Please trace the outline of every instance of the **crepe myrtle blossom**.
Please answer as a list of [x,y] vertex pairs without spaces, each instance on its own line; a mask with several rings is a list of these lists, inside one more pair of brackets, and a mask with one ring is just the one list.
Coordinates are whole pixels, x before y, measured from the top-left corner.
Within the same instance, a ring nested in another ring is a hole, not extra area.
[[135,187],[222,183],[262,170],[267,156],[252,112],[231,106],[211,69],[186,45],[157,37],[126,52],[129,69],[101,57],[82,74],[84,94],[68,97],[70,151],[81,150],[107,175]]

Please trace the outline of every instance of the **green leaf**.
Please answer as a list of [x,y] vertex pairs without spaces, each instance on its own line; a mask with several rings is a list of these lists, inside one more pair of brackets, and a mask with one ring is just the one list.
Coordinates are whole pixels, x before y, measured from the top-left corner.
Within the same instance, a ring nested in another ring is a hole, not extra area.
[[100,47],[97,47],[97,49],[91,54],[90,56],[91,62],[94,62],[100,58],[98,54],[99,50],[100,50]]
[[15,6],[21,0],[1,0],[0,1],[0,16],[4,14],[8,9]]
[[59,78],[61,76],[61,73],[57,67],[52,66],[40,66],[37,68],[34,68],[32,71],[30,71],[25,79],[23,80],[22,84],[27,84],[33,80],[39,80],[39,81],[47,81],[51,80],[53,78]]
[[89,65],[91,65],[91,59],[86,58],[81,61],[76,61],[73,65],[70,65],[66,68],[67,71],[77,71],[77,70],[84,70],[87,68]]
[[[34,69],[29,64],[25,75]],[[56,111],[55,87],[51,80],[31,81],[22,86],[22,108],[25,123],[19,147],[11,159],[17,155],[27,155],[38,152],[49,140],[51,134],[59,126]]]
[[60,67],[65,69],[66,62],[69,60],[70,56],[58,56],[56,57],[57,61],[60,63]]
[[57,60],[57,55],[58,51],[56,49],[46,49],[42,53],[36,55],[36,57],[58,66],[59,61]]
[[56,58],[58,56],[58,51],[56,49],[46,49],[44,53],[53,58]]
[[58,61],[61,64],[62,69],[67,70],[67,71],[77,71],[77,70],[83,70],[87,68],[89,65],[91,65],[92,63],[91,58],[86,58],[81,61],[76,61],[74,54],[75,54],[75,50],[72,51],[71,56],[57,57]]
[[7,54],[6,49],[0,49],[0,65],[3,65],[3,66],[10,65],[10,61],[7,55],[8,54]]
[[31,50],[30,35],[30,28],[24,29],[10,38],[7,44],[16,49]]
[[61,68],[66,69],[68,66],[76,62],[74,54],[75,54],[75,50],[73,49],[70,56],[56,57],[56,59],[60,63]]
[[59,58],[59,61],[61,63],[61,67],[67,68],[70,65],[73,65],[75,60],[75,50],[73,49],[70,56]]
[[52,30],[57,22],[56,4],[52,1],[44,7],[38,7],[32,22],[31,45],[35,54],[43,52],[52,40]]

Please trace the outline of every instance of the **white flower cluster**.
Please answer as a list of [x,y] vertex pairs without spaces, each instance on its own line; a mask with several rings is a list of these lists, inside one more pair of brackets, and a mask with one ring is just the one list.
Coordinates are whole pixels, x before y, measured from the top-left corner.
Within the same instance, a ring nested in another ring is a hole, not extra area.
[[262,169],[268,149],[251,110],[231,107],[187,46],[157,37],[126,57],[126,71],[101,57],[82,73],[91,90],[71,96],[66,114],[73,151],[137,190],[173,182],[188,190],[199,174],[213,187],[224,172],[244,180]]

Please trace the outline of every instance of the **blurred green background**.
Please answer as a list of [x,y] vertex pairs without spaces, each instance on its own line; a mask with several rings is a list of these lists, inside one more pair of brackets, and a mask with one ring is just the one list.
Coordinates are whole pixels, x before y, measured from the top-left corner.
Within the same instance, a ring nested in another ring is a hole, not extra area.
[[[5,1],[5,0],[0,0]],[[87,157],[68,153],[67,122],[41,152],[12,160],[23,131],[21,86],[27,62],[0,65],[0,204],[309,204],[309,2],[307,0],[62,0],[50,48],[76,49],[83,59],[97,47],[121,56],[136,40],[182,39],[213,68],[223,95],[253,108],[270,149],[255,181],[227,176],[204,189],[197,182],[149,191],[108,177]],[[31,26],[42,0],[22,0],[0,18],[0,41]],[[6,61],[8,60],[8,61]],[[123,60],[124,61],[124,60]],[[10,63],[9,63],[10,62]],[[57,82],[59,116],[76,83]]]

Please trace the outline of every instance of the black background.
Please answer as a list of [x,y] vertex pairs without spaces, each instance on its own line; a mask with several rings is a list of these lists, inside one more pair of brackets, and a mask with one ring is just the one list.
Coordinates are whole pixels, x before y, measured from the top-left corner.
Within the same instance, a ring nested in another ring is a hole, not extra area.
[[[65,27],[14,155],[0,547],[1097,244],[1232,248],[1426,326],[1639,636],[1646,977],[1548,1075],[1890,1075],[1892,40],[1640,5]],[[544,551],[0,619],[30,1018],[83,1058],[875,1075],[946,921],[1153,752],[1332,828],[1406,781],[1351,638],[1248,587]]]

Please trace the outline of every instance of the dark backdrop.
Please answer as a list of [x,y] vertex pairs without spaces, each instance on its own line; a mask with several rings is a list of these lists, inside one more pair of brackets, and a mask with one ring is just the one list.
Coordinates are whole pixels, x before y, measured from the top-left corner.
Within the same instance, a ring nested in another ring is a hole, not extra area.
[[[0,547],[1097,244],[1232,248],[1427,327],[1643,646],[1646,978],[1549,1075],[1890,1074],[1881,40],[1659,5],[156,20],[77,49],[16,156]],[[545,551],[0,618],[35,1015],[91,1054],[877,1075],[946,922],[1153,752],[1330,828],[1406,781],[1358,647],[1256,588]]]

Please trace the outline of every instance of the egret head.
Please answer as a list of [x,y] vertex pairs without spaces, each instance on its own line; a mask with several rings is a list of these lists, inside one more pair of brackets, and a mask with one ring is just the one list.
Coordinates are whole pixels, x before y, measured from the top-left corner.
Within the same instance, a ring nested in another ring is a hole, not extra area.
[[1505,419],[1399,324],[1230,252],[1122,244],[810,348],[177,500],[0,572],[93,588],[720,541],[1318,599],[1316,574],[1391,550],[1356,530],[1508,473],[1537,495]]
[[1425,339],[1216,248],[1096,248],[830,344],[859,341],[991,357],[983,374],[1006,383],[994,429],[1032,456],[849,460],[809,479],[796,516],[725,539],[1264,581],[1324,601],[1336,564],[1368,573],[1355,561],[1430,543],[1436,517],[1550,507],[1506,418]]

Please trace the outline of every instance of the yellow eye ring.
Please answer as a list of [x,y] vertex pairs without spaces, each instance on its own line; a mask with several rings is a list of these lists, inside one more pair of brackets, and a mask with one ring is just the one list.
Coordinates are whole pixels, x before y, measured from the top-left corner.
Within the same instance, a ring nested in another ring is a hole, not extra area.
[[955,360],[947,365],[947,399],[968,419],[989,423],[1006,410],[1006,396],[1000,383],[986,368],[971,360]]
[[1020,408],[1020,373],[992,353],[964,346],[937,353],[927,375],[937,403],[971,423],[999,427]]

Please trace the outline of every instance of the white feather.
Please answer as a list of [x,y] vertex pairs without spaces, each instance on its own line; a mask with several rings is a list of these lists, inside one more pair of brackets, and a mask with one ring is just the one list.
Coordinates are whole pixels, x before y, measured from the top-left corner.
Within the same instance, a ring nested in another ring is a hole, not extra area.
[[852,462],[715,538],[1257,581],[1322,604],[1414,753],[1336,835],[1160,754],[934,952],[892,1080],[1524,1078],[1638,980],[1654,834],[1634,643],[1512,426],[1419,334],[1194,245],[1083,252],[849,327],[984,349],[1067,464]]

■ **Work instructions**:
From top to bottom, reproduce the material exactly.

■ **Your solution**:
Please trace the outline of every instance of the **crepe myrtle blossom**.
Please answer as a list of [x,y] vertex pairs without spaces, each instance on its own line; a mask with several rings is a list of these lists, inside one more pair of brackets, and a mask with one ring is just the one list.
Coordinates are whole pixels, x before y, measured from the top-left corner.
Within the same instance, a ring nested in another ring is a hole, not extra area.
[[135,187],[222,183],[262,170],[267,156],[252,112],[231,106],[211,69],[186,45],[157,37],[126,52],[129,69],[101,57],[82,74],[84,94],[68,97],[70,151],[81,150],[107,175]]

Please trace the outline of every instance of the **green leaf**.
Please answer as a list of [x,y] vertex pairs without spaces, each instance on its own line; a mask with several rings is a list of these lists, inside one more pair of brackets, and a mask with one ring is just the one list.
Coordinates are whole pixels, x before y, measured from the top-left corner.
Within the same instance, a ring nested in another ring is a hole, not extra area.
[[100,47],[97,47],[97,49],[91,54],[90,56],[91,62],[94,62],[100,58],[98,54],[99,50],[100,50]]
[[15,6],[21,0],[1,0],[0,1],[0,16],[4,14],[8,9]]
[[59,78],[61,76],[61,73],[57,67],[52,66],[40,66],[37,68],[34,68],[32,71],[30,71],[25,79],[23,80],[22,84],[27,84],[33,80],[39,80],[39,81],[47,81],[51,80],[53,78]]
[[89,65],[91,65],[91,59],[86,58],[81,61],[76,61],[73,65],[70,65],[66,68],[67,71],[77,71],[77,70],[84,70],[87,68]]
[[[34,69],[29,64],[25,75]],[[56,111],[55,87],[51,80],[31,81],[22,86],[22,108],[25,123],[19,147],[11,159],[17,155],[27,155],[38,152],[49,140],[51,134],[59,126]]]
[[60,67],[65,69],[66,62],[69,60],[70,56],[58,56],[56,57],[57,61],[60,63]]
[[57,60],[57,55],[58,51],[56,49],[46,49],[42,53],[36,55],[36,57],[58,66],[59,61]]
[[56,58],[58,56],[58,51],[56,49],[46,49],[44,53],[53,58]]
[[58,61],[61,64],[62,69],[67,70],[67,71],[77,71],[77,70],[83,70],[87,68],[89,65],[91,65],[92,63],[91,58],[86,58],[81,61],[76,61],[74,54],[75,54],[75,50],[72,51],[71,56],[57,57]]
[[7,54],[6,49],[0,49],[0,65],[3,65],[3,66],[10,65],[10,61],[7,55],[8,54]]
[[31,50],[30,35],[30,28],[24,29],[10,38],[7,44],[16,49]]
[[61,68],[66,69],[68,66],[76,62],[74,54],[75,54],[75,50],[73,49],[70,56],[56,57],[56,59],[60,63]]
[[59,58],[59,61],[61,63],[61,67],[67,68],[70,65],[73,65],[75,60],[75,50],[73,49],[70,56]]
[[52,30],[57,22],[56,4],[52,1],[44,7],[38,7],[32,22],[31,45],[35,54],[43,52],[52,40]]

Please trace the outline of every instance of the **white flower cluster**.
Please answer as a list of [x,y] vertex pairs without spaces, each instance on its own line; a mask with several rings is a list of these lists, inside one more pair of brackets, and a mask with one ring is just the one list.
Coordinates are whole pixels, x before y, measured from the top-left corner.
Within the same instance, a ring nested in another ring is a hole, not extra area.
[[262,169],[268,149],[251,110],[231,107],[187,46],[157,37],[126,57],[126,71],[101,57],[82,73],[91,90],[71,96],[66,114],[73,151],[137,190],[173,182],[188,190],[199,174],[213,187],[224,172],[244,180]]

Please trace the outline of every instance of the **blurred green background**.
Please answer as a list of [x,y] vertex pairs without spaces, each instance on its own line; a mask with several rings is a list of these lists, inside one more pair of brackets, and a mask with one ring is just the one list.
Coordinates are whole pixels, x before y, measured from the top-left corner.
Within the same instance, a ring nested in another ring is a hole, not extra area.
[[[5,1],[5,0],[0,0]],[[87,157],[68,153],[67,122],[41,152],[12,160],[23,131],[21,86],[27,62],[0,65],[0,204],[309,204],[309,2],[307,0],[62,0],[50,48],[76,49],[83,59],[97,47],[121,56],[136,40],[182,39],[213,68],[223,95],[253,108],[270,149],[255,181],[227,176],[204,189],[197,182],[149,191],[108,177]],[[31,26],[42,0],[22,0],[0,18],[0,41]],[[6,61],[8,60],[8,61]],[[123,60],[124,61],[124,60]],[[10,63],[9,63],[10,62]],[[57,82],[59,116],[76,83]]]

Please trace the outline of every instance of the black background.
Please answer as a list of [x,y] vertex pairs without spaces, each instance on its own line; a mask with several rings is a list of these lists, inside one more pair of brackets, and a mask with one ring is just the one list.
Coordinates are whole pixels, x before y, measured from the top-left corner.
Within the same instance, a ring nested in another ring is a hole, not extra area.
[[[65,27],[14,155],[0,547],[1097,244],[1232,248],[1426,326],[1639,636],[1646,977],[1548,1075],[1890,1075],[1892,40],[1640,5]],[[544,551],[0,619],[30,1018],[83,1058],[875,1075],[946,921],[1153,752],[1332,828],[1406,781],[1351,638],[1248,587]]]

Please trace the outline of every instance of the dark backdrop.
Please answer as a list of [x,y] vertex pairs without spaces, each instance on its own line; a mask with several rings is a list of these lists, inside one more pair of brackets, and a mask with one ring is just the one list.
Coordinates are whole pixels, x before y, measured from the top-left corner.
Within the same instance, a ring nested in another ring is a hole, not extra area.
[[[0,547],[1097,244],[1232,248],[1427,327],[1643,646],[1646,978],[1549,1075],[1890,1074],[1881,40],[1659,5],[156,20],[77,49],[16,156]],[[545,551],[0,618],[35,1015],[91,1054],[877,1075],[946,922],[1153,752],[1330,828],[1406,781],[1358,647],[1256,588]]]

Please trace the outline of every instance of the egret head.
Please answer as a list of [x,y] vertex pairs without spaces, each instance on its own line; a mask with several rings is a list of these lists, inside one more pair of brackets, and a mask with one ring is just the one list.
Coordinates are whole pixels, x before y, measured from the top-left corner.
Within the same instance, a ring nested in another ring is a hole, not extra area.
[[1505,419],[1399,324],[1230,252],[1122,244],[810,348],[177,500],[0,572],[93,588],[720,541],[1318,599],[1316,574],[1391,550],[1356,530],[1508,473],[1537,495]]
[[1425,339],[1216,248],[1096,248],[830,344],[859,341],[991,357],[983,374],[1006,383],[994,429],[1032,456],[849,460],[809,479],[796,516],[725,539],[1264,581],[1324,601],[1336,564],[1368,573],[1355,561],[1430,543],[1436,517],[1550,507],[1506,418]]

Please trace the outline of every instance of the yellow eye ring.
Please answer as a list of [x,y] vertex pairs without spaces, each instance on its own line; a mask with several rings is a list of these lists, inside one more pair of brackets, and a mask with one ring is just the one list.
Coordinates are whole pixels, x before y, measured from the top-left corner.
Within the same instance, a ring nested in another ring is a hole, not extra area.
[[955,360],[947,365],[947,399],[968,419],[989,423],[1006,410],[1006,396],[1000,383],[986,368],[971,360]]
[[1020,408],[1020,373],[992,353],[964,346],[937,353],[927,375],[937,403],[971,423],[999,427]]

Please trace the outline of every instance of the white feather.
Please answer as a list of [x,y] vertex pairs without spaces, each instance on its own line; a mask with several rings is a list of these lists, inside one more pair of brackets, and a mask with one ring is just the one list.
Coordinates are whole pixels, x before y, measured from the top-left corner.
Within the same instance, a ring nested in another ring is a hole, not extra area.
[[852,462],[715,538],[1257,581],[1322,604],[1414,753],[1336,835],[1160,754],[934,952],[892,1080],[1524,1078],[1638,980],[1654,834],[1634,643],[1512,426],[1419,334],[1194,245],[1083,252],[849,327],[984,349],[1067,464]]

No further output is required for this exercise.